What is required: Which lines in the listing below contain the string "trim"? Pick out each of those lines and copy it.
•••••
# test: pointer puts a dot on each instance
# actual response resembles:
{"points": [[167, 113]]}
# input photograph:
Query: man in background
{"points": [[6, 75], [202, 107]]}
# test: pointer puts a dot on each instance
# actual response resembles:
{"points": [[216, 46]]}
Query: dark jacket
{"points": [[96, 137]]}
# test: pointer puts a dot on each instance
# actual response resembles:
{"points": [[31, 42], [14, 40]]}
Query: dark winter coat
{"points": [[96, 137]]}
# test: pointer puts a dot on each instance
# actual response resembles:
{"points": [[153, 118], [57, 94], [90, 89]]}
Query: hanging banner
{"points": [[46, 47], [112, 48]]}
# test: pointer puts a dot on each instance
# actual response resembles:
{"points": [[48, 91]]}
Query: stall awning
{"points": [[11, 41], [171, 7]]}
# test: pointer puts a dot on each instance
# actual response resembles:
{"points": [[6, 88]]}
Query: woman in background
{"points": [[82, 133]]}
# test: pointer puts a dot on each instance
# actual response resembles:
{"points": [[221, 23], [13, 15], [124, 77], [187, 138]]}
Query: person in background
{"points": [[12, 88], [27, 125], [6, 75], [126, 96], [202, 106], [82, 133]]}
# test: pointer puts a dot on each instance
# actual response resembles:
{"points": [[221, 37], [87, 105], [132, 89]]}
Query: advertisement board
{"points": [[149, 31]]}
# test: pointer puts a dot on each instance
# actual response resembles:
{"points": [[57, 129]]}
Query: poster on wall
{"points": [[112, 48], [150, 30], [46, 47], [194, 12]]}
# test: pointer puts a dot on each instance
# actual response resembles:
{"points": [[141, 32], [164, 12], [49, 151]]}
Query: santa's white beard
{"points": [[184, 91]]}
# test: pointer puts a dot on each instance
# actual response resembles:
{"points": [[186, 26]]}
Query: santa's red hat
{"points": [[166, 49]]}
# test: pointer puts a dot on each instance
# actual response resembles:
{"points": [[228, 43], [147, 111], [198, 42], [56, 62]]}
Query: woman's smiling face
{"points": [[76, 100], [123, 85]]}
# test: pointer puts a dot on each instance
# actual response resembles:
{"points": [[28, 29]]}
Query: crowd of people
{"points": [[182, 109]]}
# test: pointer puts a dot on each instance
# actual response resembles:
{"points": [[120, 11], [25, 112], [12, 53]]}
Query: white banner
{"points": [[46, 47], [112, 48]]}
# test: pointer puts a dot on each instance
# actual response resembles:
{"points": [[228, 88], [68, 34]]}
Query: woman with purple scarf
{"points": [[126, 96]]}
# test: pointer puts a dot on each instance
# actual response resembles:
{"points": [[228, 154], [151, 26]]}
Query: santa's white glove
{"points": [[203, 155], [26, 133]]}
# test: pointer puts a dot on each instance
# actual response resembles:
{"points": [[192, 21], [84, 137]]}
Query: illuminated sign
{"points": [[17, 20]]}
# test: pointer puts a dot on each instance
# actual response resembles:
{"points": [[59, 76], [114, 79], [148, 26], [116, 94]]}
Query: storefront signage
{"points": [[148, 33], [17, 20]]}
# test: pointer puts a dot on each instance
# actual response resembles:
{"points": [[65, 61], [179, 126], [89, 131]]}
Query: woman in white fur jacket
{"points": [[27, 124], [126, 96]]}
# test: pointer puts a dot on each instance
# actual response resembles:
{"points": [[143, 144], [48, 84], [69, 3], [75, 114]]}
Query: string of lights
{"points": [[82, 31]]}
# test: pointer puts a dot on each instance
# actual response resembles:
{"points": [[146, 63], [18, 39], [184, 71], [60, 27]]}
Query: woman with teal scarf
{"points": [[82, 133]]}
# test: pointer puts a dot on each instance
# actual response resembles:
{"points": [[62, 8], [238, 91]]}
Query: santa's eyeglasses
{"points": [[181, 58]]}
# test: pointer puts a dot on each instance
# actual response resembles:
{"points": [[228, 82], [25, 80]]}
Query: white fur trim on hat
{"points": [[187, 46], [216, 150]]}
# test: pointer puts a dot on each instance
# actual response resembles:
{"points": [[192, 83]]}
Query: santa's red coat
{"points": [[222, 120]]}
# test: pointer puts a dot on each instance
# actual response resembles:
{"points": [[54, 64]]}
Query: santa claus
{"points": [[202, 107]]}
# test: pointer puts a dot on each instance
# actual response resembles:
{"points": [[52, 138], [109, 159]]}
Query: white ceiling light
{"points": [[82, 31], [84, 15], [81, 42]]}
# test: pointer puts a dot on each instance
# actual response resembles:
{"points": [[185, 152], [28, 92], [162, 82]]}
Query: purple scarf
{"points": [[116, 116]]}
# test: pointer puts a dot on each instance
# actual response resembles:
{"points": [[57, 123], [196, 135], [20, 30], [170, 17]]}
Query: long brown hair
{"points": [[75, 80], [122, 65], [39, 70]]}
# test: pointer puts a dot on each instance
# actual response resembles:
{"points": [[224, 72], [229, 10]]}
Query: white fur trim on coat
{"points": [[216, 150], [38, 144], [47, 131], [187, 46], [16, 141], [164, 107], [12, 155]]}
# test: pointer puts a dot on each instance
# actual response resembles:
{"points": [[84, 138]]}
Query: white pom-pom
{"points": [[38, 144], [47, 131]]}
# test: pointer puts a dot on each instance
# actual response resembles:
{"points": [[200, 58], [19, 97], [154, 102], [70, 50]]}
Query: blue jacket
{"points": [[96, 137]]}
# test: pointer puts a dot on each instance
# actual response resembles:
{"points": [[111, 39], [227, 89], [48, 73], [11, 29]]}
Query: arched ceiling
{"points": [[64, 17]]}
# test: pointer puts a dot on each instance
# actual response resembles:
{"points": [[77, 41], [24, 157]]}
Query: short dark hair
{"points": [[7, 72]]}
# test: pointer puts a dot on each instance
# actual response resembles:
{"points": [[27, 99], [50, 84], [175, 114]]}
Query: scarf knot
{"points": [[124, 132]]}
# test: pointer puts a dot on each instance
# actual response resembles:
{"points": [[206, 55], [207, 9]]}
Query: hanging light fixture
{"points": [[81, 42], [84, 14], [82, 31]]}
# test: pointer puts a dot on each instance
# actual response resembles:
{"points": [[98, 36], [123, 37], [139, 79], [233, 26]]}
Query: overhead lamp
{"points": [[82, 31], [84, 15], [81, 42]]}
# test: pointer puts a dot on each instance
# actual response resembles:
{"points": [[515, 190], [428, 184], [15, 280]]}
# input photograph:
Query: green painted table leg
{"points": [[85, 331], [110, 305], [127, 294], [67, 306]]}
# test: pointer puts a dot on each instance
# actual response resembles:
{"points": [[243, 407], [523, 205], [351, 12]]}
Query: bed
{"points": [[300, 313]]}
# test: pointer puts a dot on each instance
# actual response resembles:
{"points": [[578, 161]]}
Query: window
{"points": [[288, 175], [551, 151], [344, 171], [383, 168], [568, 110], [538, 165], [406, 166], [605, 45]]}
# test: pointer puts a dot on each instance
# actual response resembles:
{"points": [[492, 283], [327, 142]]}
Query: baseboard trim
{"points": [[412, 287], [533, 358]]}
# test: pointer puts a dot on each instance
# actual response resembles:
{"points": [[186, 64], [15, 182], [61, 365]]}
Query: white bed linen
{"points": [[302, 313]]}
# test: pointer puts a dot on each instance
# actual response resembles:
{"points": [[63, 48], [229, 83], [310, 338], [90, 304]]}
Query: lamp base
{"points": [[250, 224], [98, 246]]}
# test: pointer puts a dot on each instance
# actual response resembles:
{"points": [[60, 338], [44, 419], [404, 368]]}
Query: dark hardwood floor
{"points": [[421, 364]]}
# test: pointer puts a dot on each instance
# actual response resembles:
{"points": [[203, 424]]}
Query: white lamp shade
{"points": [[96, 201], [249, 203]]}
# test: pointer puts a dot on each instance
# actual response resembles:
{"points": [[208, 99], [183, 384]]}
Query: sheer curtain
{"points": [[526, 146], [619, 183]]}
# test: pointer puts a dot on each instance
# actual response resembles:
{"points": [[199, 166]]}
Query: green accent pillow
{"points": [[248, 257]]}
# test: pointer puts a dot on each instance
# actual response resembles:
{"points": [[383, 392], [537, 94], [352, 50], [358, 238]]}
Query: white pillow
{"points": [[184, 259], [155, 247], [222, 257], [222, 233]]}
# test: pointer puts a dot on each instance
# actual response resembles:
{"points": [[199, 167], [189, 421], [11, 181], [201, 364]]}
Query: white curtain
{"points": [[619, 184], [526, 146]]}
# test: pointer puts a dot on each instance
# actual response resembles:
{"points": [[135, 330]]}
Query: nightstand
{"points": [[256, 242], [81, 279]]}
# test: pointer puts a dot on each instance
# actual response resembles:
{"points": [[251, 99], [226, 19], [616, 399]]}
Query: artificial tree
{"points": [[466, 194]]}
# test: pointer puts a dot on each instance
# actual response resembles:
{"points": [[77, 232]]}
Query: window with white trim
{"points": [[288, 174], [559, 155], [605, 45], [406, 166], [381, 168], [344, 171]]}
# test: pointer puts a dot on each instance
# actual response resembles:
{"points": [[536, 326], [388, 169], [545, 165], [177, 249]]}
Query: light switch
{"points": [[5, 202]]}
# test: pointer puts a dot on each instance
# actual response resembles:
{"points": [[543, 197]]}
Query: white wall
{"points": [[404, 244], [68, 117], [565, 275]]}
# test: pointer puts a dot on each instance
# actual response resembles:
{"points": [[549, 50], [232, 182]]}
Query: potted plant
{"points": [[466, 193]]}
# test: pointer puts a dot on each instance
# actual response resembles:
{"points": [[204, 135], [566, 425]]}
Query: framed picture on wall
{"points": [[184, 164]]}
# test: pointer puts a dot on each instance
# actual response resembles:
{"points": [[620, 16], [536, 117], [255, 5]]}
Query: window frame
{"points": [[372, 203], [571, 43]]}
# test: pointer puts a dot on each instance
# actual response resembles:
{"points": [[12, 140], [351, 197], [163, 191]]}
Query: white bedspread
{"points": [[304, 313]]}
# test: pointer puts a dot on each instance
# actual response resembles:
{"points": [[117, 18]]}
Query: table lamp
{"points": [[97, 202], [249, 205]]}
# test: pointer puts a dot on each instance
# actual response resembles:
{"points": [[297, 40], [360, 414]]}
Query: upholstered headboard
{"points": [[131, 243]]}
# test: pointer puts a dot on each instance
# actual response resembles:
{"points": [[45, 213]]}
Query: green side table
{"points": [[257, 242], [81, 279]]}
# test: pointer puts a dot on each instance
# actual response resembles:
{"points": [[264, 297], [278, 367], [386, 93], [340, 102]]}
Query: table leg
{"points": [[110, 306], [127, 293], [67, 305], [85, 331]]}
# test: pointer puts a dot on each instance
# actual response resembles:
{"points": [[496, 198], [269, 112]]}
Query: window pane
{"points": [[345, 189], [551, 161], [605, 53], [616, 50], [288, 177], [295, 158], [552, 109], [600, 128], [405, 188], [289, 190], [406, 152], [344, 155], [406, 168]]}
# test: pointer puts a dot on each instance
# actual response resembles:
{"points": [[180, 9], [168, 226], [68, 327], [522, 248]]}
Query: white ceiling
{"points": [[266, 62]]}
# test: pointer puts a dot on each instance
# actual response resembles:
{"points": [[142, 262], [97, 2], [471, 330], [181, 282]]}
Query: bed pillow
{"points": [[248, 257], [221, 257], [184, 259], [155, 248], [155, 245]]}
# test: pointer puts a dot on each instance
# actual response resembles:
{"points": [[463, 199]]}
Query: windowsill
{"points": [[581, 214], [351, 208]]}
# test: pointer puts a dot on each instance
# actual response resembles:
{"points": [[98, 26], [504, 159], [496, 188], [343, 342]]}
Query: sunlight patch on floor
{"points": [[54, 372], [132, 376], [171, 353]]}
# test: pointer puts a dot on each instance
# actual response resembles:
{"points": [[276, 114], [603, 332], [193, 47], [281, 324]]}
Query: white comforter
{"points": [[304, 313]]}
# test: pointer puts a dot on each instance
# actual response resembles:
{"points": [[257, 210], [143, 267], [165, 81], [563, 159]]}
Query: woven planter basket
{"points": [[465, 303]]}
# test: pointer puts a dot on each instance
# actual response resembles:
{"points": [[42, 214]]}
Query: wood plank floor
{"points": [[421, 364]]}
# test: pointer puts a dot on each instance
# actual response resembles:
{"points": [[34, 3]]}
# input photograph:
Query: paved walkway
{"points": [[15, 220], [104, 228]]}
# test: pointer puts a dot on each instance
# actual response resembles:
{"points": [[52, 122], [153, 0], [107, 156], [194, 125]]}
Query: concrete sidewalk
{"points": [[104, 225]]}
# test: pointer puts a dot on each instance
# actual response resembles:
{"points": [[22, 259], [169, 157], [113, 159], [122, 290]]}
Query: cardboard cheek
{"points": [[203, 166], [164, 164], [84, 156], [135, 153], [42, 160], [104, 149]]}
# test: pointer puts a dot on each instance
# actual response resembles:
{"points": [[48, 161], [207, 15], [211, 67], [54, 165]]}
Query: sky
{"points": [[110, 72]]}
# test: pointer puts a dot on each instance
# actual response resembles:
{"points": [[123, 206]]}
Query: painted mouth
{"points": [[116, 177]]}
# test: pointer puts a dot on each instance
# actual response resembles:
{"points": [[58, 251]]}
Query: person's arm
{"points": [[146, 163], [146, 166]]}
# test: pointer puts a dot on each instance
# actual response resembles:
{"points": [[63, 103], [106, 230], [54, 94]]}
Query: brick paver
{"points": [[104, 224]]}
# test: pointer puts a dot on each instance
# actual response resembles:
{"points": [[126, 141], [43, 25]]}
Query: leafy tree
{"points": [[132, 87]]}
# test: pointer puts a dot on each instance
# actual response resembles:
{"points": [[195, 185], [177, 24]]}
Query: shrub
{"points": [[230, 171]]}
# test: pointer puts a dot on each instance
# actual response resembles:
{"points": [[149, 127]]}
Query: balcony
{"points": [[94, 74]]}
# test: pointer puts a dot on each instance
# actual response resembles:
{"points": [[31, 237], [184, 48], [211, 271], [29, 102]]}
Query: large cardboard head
•••••
Task result:
Query: white fur trim on hat
Query: white fur trim on coat
Query: baseboard trim
Query: window with white trim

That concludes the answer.